YOUR OBJECTIVE: Rewrite the listing from the line containing "Where can the trimmed" through the end, replacing "hedge" with "shrub border" and leaving everything else as it is.

RECORDS FOR THIS TASK:
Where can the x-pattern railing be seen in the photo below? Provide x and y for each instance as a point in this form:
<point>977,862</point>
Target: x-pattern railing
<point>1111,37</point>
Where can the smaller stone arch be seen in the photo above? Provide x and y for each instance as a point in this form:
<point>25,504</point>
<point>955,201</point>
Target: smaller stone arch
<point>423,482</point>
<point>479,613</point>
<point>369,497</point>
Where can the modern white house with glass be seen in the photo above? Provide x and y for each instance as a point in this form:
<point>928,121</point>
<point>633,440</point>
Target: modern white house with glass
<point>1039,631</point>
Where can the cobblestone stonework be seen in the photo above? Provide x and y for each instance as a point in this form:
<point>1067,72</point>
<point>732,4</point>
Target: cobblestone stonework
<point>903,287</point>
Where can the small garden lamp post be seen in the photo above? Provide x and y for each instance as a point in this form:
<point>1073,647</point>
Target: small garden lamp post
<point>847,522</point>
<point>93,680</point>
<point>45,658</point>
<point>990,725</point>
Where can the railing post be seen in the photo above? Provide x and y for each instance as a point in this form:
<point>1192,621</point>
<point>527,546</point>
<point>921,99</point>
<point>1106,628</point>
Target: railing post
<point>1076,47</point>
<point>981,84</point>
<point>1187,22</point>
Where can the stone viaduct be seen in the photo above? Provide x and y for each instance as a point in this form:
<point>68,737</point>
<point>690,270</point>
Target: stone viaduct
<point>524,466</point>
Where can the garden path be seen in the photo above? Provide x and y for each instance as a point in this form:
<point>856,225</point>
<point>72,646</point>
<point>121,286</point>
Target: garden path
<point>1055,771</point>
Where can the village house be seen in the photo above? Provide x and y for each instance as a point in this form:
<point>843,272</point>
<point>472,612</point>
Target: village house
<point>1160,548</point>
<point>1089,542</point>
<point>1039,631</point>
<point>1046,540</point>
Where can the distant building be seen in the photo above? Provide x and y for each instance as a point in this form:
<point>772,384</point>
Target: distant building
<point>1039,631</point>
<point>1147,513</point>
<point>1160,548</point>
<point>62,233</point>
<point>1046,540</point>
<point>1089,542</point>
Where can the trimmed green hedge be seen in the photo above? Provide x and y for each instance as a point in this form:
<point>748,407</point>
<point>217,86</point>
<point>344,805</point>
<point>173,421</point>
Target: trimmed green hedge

WRITTEN RESPONSE:
Where can the trimmed green shrub border be seen in the photo above? Provide x and y for each instance as a point in this form:
<point>748,407</point>
<point>217,86</point>
<point>344,805</point>
<point>173,421</point>
Target: trimmed green shrub border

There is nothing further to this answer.